## Materials provided:
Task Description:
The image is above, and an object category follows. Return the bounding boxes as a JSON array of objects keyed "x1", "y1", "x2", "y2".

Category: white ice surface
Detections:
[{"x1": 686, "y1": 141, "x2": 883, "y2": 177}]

## Exercise goal:
Reproduce every row above in full, requests included, scaling each bounding-box coordinate in the answers by 1.2 and rounding to the nearest whole number, with halves rounded up.

## Finished task:
Task Description:
The image is above, and an object category follows. Return the bounding boxes as a JSON array of objects keyed "x1", "y1", "x2", "y2".

Category: white ice surface
Detections:
[{"x1": 823, "y1": 169, "x2": 1060, "y2": 212}]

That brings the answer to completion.